====== DATA SUPPLIED ======

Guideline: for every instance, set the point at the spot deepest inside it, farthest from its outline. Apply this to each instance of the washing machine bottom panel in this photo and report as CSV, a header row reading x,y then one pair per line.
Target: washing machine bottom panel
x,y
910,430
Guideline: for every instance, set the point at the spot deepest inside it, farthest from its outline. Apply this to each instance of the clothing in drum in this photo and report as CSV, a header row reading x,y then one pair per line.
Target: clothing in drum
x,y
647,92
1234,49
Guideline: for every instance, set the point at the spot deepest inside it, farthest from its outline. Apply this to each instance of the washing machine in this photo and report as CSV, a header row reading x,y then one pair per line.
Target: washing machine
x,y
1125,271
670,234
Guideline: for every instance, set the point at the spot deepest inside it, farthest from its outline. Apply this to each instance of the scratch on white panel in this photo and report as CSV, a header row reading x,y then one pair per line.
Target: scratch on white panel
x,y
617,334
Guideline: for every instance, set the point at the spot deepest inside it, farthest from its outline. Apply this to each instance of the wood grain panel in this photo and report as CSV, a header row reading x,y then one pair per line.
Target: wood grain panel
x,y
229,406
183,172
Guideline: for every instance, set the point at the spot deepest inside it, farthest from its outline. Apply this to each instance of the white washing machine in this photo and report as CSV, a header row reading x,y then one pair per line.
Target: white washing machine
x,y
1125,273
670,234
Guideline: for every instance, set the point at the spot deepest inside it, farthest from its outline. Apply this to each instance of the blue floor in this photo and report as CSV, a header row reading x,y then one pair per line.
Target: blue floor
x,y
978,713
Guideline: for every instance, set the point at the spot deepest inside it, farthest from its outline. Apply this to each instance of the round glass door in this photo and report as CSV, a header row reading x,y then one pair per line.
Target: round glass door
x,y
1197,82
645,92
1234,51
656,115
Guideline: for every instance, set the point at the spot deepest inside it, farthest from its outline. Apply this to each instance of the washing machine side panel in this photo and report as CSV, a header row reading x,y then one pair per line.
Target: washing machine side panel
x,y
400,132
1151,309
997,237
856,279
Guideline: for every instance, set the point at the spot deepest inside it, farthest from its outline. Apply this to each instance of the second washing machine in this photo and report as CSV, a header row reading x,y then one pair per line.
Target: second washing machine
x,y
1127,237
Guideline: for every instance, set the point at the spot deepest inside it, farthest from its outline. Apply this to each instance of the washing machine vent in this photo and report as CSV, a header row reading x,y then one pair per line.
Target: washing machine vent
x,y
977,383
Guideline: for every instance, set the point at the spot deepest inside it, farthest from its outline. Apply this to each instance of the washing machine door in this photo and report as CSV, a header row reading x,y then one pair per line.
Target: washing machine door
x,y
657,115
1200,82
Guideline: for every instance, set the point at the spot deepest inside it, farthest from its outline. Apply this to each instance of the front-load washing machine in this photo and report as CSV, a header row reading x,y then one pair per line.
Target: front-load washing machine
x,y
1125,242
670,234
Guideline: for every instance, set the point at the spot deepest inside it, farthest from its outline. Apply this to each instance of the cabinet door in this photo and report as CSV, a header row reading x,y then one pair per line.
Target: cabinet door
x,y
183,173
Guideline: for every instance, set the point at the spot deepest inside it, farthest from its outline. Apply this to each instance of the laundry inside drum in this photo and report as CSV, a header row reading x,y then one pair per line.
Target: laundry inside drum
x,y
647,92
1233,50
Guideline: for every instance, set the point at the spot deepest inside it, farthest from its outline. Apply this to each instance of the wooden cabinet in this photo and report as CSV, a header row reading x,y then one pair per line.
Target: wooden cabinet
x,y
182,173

======
====== DATA SUPPLIED ======

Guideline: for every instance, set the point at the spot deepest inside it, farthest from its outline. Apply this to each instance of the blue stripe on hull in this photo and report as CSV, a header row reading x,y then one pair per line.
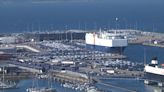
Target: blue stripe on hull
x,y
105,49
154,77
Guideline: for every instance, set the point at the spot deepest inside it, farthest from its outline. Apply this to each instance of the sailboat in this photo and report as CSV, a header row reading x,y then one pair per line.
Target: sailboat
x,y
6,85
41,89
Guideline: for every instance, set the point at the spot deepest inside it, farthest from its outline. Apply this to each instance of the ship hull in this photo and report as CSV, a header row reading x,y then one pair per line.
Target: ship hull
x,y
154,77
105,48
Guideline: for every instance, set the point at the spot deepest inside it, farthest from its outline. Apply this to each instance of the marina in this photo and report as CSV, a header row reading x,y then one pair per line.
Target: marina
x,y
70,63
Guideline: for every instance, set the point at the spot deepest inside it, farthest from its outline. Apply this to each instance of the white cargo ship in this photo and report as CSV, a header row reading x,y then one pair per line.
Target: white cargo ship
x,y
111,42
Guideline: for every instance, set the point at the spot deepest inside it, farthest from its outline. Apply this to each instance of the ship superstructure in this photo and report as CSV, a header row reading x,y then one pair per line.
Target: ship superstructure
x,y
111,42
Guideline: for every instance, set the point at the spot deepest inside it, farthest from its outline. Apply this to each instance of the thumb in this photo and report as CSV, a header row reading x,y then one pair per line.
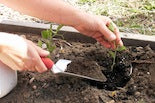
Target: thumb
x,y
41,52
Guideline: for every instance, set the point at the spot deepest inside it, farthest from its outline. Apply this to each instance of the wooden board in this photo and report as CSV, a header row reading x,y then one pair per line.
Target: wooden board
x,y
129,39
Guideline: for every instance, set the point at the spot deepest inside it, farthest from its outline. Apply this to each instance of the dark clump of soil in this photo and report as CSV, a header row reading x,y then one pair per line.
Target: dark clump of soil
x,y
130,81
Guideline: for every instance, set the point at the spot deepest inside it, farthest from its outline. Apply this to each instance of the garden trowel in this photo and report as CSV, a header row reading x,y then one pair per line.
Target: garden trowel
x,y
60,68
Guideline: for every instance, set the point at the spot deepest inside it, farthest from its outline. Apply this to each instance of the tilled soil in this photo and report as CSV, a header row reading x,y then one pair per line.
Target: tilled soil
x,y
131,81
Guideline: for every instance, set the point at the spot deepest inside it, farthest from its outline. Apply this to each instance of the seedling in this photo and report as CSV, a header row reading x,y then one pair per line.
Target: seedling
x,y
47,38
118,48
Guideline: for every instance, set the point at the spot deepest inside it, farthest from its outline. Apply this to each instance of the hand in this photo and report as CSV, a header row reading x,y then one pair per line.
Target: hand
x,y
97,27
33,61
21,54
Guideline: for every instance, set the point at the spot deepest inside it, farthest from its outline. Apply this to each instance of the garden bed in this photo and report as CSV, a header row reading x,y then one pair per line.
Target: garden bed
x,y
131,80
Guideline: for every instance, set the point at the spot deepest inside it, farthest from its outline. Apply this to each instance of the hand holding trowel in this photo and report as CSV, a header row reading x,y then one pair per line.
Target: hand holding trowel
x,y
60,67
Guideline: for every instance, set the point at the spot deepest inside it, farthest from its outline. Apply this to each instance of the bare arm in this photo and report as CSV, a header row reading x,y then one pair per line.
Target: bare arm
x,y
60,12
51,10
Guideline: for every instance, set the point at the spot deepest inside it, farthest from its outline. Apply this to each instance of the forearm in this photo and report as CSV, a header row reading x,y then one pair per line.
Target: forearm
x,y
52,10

======

SET PROBLEM =>
Extract every line from the items above that contains the string "cargo", and reproduce each line in its original order.

SOLUTION TO THE PROBLEM =>
Guideline: for every instance, set the point at the spot deepest inside it, farthest from its outline. Apply this to each instance of the white cargo ship in this photo and report as CSV, a header row reading x,y then one pair per line.
Target: white cargo ship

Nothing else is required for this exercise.